Stored items:
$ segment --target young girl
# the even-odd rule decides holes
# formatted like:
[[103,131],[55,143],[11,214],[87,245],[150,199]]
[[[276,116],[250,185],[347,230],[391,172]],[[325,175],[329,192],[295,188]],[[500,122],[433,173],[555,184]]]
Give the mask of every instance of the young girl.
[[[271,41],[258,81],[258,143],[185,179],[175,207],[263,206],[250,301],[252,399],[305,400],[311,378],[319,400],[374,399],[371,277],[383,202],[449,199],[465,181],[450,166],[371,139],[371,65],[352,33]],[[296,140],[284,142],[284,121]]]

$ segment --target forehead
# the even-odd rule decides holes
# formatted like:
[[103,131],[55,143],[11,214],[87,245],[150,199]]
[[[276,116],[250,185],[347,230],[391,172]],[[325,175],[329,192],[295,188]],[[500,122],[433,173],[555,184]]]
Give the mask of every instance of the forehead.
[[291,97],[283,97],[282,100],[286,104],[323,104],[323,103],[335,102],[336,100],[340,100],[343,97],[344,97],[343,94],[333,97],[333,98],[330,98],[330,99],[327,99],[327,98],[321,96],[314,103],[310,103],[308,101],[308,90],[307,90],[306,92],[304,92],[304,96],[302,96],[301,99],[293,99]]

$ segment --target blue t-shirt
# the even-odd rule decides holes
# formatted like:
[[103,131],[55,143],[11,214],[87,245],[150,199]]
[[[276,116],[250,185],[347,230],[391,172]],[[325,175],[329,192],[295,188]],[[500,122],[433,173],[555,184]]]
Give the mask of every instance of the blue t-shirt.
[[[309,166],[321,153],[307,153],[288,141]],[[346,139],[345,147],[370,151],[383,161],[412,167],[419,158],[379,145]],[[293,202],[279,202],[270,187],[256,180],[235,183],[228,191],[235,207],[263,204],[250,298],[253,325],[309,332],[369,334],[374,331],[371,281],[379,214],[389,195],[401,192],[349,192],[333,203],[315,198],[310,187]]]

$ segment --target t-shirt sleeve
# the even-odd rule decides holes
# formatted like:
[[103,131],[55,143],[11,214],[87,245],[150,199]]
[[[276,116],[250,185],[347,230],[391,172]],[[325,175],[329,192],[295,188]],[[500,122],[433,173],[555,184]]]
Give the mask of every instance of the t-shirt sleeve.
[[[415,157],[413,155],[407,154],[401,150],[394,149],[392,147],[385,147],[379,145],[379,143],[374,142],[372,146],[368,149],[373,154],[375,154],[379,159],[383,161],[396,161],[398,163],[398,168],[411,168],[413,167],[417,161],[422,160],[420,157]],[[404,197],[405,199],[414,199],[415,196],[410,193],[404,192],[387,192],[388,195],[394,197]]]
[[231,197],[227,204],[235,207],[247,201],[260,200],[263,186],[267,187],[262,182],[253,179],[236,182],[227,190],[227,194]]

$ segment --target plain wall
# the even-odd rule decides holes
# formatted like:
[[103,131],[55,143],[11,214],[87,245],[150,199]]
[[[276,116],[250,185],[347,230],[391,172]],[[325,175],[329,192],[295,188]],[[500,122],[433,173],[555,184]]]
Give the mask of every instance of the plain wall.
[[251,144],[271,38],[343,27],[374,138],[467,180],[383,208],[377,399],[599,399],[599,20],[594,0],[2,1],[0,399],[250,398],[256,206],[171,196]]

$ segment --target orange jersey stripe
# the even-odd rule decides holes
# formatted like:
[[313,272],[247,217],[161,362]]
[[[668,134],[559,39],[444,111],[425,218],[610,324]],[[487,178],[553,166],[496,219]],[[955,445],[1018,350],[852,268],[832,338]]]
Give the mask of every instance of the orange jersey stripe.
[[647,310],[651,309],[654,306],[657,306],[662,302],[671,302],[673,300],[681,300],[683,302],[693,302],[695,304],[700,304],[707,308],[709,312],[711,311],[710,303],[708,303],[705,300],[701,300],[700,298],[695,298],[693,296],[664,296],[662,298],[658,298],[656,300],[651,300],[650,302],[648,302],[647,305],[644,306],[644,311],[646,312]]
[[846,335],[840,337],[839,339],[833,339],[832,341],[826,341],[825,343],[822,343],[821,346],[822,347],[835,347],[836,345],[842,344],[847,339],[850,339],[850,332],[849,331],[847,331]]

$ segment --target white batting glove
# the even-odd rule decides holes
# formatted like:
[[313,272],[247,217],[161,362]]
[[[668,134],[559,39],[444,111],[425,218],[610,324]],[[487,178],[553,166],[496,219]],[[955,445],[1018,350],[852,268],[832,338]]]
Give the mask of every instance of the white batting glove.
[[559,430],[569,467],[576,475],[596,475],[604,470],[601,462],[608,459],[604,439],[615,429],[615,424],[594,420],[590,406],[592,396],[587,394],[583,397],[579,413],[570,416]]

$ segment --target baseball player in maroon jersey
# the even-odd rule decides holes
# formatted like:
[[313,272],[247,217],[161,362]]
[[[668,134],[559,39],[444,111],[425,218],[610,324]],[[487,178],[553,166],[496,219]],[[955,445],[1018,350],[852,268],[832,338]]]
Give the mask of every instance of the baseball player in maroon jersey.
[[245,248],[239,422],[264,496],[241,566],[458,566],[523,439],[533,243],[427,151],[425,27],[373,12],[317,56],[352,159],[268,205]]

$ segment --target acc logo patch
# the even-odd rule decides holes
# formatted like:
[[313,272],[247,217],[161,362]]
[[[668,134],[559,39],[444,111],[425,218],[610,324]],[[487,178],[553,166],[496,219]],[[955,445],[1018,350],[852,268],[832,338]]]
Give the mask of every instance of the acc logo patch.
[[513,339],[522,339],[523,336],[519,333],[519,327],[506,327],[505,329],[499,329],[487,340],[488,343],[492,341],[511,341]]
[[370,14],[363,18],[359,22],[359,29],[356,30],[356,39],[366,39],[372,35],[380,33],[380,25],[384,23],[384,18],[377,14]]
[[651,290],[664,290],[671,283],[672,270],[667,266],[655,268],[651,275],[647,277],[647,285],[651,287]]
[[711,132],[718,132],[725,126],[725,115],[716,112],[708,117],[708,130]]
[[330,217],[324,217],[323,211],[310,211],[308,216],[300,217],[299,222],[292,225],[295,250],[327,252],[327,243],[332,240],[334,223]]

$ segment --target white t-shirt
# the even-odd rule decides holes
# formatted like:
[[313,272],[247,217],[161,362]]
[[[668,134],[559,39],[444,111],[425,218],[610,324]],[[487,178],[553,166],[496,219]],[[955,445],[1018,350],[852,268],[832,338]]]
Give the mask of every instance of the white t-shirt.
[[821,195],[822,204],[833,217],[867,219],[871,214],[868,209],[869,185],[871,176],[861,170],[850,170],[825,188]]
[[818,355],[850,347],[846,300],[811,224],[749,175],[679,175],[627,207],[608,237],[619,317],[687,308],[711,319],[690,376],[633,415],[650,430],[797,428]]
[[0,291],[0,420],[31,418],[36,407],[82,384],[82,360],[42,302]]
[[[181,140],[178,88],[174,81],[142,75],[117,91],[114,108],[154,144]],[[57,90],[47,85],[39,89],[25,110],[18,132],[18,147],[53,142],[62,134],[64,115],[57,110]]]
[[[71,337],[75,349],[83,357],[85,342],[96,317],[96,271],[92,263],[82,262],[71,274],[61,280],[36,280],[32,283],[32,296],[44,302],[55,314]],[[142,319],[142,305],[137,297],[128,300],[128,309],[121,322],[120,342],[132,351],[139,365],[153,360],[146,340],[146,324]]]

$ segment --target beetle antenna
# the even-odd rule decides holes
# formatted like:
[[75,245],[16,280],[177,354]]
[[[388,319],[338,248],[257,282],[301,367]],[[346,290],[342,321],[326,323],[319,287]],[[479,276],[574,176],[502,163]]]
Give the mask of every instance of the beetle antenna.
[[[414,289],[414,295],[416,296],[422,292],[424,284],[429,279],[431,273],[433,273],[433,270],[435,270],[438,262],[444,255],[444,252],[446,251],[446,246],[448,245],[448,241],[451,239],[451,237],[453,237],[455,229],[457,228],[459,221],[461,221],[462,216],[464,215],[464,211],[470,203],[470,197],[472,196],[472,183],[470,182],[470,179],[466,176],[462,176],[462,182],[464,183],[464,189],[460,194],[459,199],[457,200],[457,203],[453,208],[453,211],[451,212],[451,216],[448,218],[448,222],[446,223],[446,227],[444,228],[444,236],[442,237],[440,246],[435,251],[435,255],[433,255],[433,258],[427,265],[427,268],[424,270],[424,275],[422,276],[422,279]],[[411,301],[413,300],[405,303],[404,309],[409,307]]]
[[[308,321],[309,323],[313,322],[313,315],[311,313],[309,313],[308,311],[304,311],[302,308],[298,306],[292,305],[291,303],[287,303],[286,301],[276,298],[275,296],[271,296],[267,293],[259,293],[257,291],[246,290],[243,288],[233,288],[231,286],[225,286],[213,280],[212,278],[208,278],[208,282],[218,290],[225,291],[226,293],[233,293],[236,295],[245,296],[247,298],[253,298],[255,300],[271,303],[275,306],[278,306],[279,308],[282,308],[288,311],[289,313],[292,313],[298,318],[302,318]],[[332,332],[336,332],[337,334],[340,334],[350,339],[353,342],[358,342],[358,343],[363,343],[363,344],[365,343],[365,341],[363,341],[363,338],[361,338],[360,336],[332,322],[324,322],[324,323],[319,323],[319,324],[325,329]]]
--
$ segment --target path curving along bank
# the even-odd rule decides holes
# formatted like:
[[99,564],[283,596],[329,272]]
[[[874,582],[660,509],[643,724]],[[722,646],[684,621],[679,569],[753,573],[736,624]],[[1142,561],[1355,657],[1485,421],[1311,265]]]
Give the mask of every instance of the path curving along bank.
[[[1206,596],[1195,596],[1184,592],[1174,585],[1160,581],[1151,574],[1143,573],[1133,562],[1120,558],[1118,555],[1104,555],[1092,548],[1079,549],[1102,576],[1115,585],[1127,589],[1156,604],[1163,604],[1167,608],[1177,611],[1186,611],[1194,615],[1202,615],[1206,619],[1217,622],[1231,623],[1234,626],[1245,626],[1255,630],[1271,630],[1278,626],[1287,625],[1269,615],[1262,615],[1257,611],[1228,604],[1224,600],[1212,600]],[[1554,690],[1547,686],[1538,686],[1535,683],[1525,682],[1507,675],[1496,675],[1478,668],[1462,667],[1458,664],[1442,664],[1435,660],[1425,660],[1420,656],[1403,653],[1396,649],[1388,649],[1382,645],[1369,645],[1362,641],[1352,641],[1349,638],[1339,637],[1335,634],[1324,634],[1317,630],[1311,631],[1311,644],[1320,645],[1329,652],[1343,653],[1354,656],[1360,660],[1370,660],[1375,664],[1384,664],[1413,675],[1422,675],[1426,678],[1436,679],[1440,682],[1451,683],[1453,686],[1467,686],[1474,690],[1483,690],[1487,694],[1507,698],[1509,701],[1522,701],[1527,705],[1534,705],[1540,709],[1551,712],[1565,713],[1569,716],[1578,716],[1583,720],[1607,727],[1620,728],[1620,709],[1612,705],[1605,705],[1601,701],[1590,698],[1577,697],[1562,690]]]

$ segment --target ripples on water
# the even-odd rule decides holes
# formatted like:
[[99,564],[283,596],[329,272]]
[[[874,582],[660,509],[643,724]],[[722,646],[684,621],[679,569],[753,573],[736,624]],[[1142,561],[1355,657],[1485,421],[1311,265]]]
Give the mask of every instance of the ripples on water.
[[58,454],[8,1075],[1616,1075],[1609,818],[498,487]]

#### WHAT THE EXERCISE ASKS:
All that is wanted is a faithful reproduction of the line above with "Give the mask of every instance of the white batting", the line with "--target baseball player in maroon jersey", and every line in between.

#### SOLUTION FOR THIS PROBLEM:
Give the mask of every instance of the white batting glove.
[[559,430],[569,467],[576,475],[596,475],[604,470],[601,462],[608,459],[604,439],[615,429],[615,424],[594,420],[590,406],[592,396],[587,394],[583,397],[579,413],[570,416]]

$ segment --target baseball player in maroon jersey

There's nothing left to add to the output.